--- TEXT FOR ANALYSIS Enclosed Below ---
The top-hit identity distribution (THID) for four reference databases and eight distinct query datasets is shown in Fig. 2. The THIDs show how well a reference database represents a query. Most THIDs show a skew to the left to higher identities, which means that the highest proportion of queries has their best matches to very similar reference database sequences. Therefore, reference databases with more hits at high percent similarities have better coverage of the queries. The reference database created by taxalogue shows for most queries the best coverage at high identities and fewer hits with low identity. This is also true for the tidybug and midori reference databases, but here we see more variation with different query datasets (see Fig. 3). The porter reference database reflects, in all cases, the query datasets the least good. However, kick samples from Canada (see Fig. 2C) had a peak at 98% sequence identity, with only a small number of best hits at higher identities. Additionally, Malaise trap samples from China (see Fig. 2E) had a peak around 84% sequence identity and a smaller, second peak at 100% identity for most reference databases.

Top-hit identity distribution for 4 reference databases and eight queries.

Figure 2: Top-hit identity distribution for 4 reference databases and eight queries.

The number of best hits as a function of sequence identity for a selection of CO1 reference databases and query datasets (see Table 1 for reference database descriptions and Table 2 for the query datasets), depicted as a stair step diagram. Identity = percent similarity between a query sequence and its best hit in a reference database. Hits = number of best matches between query and reference database sequences at a certain identity percentage.
--- End of Enclosed TEXT FOR ANALYSIS ---
WHAT YOU NEED TO DO
• 1. According to the top-hit identity passage, at what sequence identity did the kick samples from Canada peak?
• 2. Retype the section of the top-hit identity passage that opens with the words "Figure 2: Top-hit" and closes with "certain identity percentage.".
• 3. Continue the top-hit identity passage from where it stops.
The records that follow come from a separate, unrelated source.
--- DATA SECTION Enclosed Below ---
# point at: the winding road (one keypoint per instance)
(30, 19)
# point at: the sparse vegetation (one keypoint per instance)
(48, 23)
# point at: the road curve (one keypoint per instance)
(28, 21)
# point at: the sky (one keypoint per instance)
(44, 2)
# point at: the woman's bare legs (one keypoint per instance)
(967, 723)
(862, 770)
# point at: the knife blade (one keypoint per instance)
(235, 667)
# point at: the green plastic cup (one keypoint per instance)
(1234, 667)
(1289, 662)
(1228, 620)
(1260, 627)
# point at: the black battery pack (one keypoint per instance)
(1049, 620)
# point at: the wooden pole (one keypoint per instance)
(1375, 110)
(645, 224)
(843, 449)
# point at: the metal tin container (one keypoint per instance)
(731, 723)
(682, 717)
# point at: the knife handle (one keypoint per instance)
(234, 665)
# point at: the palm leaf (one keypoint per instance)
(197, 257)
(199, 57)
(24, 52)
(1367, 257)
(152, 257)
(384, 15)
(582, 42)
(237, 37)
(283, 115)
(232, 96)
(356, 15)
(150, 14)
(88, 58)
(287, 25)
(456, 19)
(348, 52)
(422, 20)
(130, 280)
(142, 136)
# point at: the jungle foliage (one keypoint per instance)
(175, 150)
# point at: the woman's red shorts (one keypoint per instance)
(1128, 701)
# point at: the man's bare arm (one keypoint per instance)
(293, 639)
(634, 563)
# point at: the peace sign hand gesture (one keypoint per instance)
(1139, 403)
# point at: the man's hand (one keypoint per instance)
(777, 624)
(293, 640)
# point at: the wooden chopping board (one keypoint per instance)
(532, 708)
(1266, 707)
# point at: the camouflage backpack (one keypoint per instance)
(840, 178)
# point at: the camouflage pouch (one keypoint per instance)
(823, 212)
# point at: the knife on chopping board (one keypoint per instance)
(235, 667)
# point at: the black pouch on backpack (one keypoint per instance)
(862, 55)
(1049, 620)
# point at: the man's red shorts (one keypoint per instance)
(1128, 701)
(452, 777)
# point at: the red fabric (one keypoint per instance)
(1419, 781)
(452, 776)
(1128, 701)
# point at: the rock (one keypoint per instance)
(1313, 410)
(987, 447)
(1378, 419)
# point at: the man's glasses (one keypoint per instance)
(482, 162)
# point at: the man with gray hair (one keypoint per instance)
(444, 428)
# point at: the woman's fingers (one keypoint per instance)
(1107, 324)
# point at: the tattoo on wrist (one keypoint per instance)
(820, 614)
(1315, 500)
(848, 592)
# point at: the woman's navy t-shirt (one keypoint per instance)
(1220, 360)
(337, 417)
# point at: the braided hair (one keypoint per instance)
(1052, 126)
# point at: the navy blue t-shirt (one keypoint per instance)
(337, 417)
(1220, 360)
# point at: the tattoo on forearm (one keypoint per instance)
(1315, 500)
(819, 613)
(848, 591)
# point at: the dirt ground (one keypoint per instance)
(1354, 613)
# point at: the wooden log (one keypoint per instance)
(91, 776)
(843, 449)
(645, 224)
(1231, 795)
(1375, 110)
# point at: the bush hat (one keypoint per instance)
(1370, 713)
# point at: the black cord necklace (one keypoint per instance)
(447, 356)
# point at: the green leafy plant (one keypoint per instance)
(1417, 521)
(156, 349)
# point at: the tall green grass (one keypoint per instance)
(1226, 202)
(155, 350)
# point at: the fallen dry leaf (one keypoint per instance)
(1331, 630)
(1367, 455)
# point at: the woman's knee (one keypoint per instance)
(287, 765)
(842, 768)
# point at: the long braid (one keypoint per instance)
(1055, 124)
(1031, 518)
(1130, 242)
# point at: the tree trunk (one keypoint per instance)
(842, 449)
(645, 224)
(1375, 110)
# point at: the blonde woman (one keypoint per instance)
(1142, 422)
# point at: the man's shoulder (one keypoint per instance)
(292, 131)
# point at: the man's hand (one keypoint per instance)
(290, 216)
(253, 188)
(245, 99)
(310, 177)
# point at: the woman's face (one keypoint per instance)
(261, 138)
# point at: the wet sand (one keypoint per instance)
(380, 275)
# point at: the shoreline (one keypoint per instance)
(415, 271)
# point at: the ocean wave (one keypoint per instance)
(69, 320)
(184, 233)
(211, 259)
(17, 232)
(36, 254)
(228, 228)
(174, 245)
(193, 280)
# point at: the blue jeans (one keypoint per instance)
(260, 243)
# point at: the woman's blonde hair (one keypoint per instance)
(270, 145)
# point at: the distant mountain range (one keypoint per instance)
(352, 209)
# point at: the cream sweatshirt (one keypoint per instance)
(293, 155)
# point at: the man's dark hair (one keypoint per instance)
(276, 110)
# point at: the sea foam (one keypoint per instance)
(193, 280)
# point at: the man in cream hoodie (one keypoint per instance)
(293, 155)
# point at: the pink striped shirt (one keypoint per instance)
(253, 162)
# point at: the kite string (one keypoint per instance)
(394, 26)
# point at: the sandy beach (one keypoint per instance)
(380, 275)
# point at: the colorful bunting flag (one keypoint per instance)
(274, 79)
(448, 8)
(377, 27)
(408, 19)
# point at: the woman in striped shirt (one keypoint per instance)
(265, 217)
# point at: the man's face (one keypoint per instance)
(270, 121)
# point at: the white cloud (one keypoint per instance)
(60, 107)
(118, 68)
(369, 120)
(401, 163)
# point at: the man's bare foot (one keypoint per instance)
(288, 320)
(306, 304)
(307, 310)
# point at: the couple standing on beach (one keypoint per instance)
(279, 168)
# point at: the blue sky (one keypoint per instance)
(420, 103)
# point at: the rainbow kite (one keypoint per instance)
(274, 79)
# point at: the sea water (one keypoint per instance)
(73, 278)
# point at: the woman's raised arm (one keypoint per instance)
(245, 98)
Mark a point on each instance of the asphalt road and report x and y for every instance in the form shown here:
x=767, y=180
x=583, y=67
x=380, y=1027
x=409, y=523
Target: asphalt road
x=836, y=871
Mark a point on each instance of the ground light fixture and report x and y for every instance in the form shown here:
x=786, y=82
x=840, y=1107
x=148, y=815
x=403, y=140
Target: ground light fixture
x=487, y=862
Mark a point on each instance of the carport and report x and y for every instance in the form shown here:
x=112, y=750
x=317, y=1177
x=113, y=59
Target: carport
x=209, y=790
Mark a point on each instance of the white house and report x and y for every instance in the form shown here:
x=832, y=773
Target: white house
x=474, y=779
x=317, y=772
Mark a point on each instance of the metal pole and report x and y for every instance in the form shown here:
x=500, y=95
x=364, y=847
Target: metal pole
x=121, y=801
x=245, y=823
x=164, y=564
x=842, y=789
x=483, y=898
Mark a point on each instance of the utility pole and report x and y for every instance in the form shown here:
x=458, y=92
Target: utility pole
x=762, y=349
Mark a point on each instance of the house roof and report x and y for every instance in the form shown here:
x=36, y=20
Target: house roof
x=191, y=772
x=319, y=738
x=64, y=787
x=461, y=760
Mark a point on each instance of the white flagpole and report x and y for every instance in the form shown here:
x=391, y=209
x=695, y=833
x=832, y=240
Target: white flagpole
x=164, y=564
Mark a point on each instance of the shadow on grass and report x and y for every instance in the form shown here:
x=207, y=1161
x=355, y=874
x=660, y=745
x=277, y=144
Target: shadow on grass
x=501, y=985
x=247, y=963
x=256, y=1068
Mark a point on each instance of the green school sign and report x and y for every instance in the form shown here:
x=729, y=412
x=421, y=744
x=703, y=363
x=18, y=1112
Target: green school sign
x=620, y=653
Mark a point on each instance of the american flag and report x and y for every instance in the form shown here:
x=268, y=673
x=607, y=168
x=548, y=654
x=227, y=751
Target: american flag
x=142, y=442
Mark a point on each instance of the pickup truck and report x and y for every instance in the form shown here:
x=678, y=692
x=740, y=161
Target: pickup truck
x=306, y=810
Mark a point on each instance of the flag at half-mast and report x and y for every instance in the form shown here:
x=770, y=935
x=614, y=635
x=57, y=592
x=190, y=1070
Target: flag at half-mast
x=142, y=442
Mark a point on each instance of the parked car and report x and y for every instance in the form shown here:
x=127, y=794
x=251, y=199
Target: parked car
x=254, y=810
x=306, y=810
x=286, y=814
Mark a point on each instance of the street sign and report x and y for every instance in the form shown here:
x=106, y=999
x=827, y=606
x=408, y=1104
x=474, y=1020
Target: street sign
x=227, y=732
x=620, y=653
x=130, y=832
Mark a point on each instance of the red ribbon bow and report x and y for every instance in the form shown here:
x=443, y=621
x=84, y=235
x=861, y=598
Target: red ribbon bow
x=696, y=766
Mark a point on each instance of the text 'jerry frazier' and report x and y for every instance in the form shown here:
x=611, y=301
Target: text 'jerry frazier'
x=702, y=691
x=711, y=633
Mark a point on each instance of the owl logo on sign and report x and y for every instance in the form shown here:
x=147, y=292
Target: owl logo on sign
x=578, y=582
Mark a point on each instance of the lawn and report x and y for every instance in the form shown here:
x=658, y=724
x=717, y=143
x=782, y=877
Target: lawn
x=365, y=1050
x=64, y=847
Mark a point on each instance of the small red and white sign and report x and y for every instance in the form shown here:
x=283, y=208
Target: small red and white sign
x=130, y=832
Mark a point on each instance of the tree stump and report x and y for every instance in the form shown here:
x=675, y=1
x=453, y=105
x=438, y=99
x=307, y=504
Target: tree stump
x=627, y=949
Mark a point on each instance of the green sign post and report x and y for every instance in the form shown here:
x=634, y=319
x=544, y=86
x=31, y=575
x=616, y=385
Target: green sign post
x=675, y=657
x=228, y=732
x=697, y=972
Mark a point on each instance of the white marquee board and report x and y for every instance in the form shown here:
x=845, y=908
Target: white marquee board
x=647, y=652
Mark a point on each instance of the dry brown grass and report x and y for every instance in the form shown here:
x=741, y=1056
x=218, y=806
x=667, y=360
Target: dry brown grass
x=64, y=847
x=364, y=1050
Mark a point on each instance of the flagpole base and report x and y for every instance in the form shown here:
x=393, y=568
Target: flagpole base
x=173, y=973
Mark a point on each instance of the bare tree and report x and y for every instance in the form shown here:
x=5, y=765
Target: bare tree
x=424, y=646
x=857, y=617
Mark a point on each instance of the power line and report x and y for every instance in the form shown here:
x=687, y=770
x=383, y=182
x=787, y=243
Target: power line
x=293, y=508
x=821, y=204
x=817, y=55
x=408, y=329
--- End of Enclosed DATA SECTION ---
TASK-BY-TASK RESULTS
• 1. 98% sequence identity.

• 2.
Figure 2: Top-hit identity distribution for 4 reference databases and eight queries.

The number of best hits as a function of sequence identity for a selection of CO1 reference databases and query datasets (see Table 1 for reference database descriptions and Table 2 for the query datasets), depicted as a stair step diagram. Identity = percent similarity between a query sequence and its best hit in a reference database. Hits = number of best matches between query and reference database sequences at a certain identity percentage.

• 3.
Violin plots showing the top-hit identity distributions at 100% identity from all reference database/query combinations.

Figure 3: Violin plots showing the top-hit identity distributions at 100% identity from all reference database/query combinations.

The width of a violin indicates how often a reference database achieved a rank; the height shows the variation in achieved ranks. Each reference database was tested with 8 queries. rank = Ranks range from 1 to 4, where rank 1 corresponds to the fewest best hits at 100% identity and rank 4 to the highest number of best hits (if reference databases had the same number of best hits, they share the next lower rank), reference database = Arthropoda CO1 reference database name.

In Fig. 4, the THIDs of three reference databases are shown with subsampled queries taken from other reference databases than themselves. taxalogue had the most hits at 100% identity with sequences from midori or tidybug. Accordingly, the reference databases midori and tidybug had more hits with lower identities, like 99% and 98%. This shows that taxalogue provides more exclusive sequences and generally offers better coverage than the other reference databases.

Top-hit identity distributions for the taxalogue, midori and tidybug reference databases queried against each other.

Figure 4: Top-hit identity distributions for the taxalogue, midori and tidybug reference databases queried against each other.

Each reference database was queried with 20 * 5,000 randomly selected sequences from all the other reference databases (e.g., taxalogue was queried against sequences from midori and tidybug; midori was queried against sequences from taxalogue and tidybug, etc.). Only hits at 100, 99, and 98 percent identity were considered (see Table 1 for reference database descriptions). Each query consists of 5,000 randomly selected sequences. The whiskers show the standard deviation per reference database at a certain identity. Notes: identity = percent similarity between a query sequence and its best hit in a reference database; hits = number of best matches between query and reference database sequences at a certain identity percentage.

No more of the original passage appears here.